◆ Work request A
Copy the text of the cybersecurity excerpt between "With AI making" and "digital identity frameworks.", inclusive.
◆ Work request B
In the cybersecurity excerpt, by what year will each EU member state issue its own digital identity wallet?

◆ Document excerpt
* * * * * * *

Governments and tech providers alike are stepping up. The European Commission has introduced a cybersecurity blueprint to strengthen crisis coordination, rapid response, and information sharing. Meanwhile, Microsoft is investing USD 700M in Poland’s cloud and AI infrastructure, working with the Polish National Defense to enhance cybersecurity through AI-driven strategies.

Quantifying Cyber Risk: Standardised Threat Assessment

As cyber threats grow more sophisticated, so must our ability to detect, measure, and respond to them.

A major shift in cybersecurity is underway – one that prioritises standardised threat assessment and coordinated defense.

The UK is leading the charge with a new cyber monitoring centre that will introduce a “Richter Scale” for cyberattacks, ranking threats much like earthquake magnitudes. Emerging countries are also joining in; Vietnam is strengthening its cyber defences with a new intelligence-sharing platform designed to improve coordination between the government and private sector.

By quantifying cyber risks and enhancing intelligence-sharing, these efforts are shaping global cybersecurity norms, improving response times, and building a more resilient digital ecosystem.

Beyond Defence: Proactive Measures to Combat AI-Driven Cybercrime

Cyber threats evolve faster than defences can keep up – a single click on a malicious email can lead to a breach in just 72 minutes.

With AI making cyberattacks more sophisticated, governments are taking an active role in cyber law enforcement.

Indonesia set up a cyber patrol to monitor and regulate harmful online content while also working to create a safer digital space for children. Thailand, Cambodia, and Laos are cooperating to curb cross-border scams through intelligence sharing and joint enforcement efforts.

Building Trust Online: Digital Identity Solutions

Governments are moving beyond enforcement to strengthen security with digital identity frameworks.

The EU is leading this shift with large-scale pilots for digital identity wallets, designed to offer citizens a secure, seamless way to verify credentials for services, transactions, and age-restricted content. By 2026, each EU member state will issue its own wallet, built on unified technical standards to ensure cross-border interoperability and stronger cybersecurity.

Digital identity wallets mark a major shift in data security, giving citizens greater control over their information while strengthening online trust. By securing identity verification, governments are reducing fraud and identity theft, creating a safer digital landscape.

Closing the Gap: Global Cyber Education Push

Cybersecurity education is no longer just for IT teams – it’s essential at every level, from executives to employees, to build long-term resilience.

* * * * * * *

◆ Dataset excerpts
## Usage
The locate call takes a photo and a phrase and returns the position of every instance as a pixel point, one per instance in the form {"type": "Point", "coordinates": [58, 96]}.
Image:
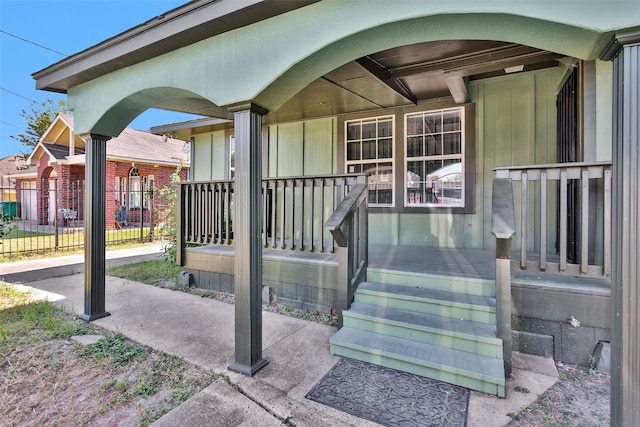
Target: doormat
{"type": "Point", "coordinates": [390, 397]}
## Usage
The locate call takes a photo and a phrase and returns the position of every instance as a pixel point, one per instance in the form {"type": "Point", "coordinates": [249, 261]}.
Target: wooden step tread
{"type": "Point", "coordinates": [470, 330]}
{"type": "Point", "coordinates": [418, 293]}
{"type": "Point", "coordinates": [481, 368]}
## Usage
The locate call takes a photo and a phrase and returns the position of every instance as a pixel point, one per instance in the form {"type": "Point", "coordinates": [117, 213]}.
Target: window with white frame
{"type": "Point", "coordinates": [134, 188]}
{"type": "Point", "coordinates": [434, 158]}
{"type": "Point", "coordinates": [369, 149]}
{"type": "Point", "coordinates": [147, 186]}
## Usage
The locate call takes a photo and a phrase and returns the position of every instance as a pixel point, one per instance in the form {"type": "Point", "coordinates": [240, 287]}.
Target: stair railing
{"type": "Point", "coordinates": [503, 226]}
{"type": "Point", "coordinates": [349, 227]}
{"type": "Point", "coordinates": [294, 211]}
{"type": "Point", "coordinates": [538, 186]}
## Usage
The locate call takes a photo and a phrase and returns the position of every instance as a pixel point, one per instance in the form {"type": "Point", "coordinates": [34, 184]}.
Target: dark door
{"type": "Point", "coordinates": [568, 151]}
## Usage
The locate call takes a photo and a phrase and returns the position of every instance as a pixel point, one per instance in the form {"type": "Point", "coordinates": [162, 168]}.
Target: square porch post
{"type": "Point", "coordinates": [247, 229]}
{"type": "Point", "coordinates": [94, 227]}
{"type": "Point", "coordinates": [625, 274]}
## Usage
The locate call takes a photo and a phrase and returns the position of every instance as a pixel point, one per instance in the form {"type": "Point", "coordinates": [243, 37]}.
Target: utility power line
{"type": "Point", "coordinates": [9, 124]}
{"type": "Point", "coordinates": [17, 94]}
{"type": "Point", "coordinates": [33, 43]}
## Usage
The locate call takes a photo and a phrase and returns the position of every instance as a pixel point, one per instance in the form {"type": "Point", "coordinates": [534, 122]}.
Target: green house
{"type": "Point", "coordinates": [402, 166]}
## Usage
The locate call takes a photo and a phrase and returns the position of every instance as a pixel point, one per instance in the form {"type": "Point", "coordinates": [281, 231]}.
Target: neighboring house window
{"type": "Point", "coordinates": [147, 185]}
{"type": "Point", "coordinates": [434, 158]}
{"type": "Point", "coordinates": [134, 188]}
{"type": "Point", "coordinates": [116, 194]}
{"type": "Point", "coordinates": [369, 149]}
{"type": "Point", "coordinates": [123, 191]}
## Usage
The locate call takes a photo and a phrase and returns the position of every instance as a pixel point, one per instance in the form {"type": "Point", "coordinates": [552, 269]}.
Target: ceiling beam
{"type": "Point", "coordinates": [458, 87]}
{"type": "Point", "coordinates": [384, 75]}
{"type": "Point", "coordinates": [482, 59]}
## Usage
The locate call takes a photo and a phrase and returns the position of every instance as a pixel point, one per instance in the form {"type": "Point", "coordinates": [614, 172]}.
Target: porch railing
{"type": "Point", "coordinates": [349, 227]}
{"type": "Point", "coordinates": [294, 211]}
{"type": "Point", "coordinates": [544, 200]}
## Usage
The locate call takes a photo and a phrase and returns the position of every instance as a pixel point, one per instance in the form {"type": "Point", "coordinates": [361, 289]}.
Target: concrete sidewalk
{"type": "Point", "coordinates": [201, 331]}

* * * * * * *

◆ Response A
With AI making cyberattacks more sophisticated, governments are taking an active role in cyber law enforcement.

Indonesia set up a cyber patrol to monitor and regulate harmful online content while also working to create a safer digital space for children. Thailand, Cambodia, and Laos are cooperating to curb cross-border scams through intelligence sharing and joint enforcement efforts.

Building Trust Online: Digital Identity Solutions

Governments are moving beyond enforcement to strengthen security with digital identity frameworks.

◆ Response B
2026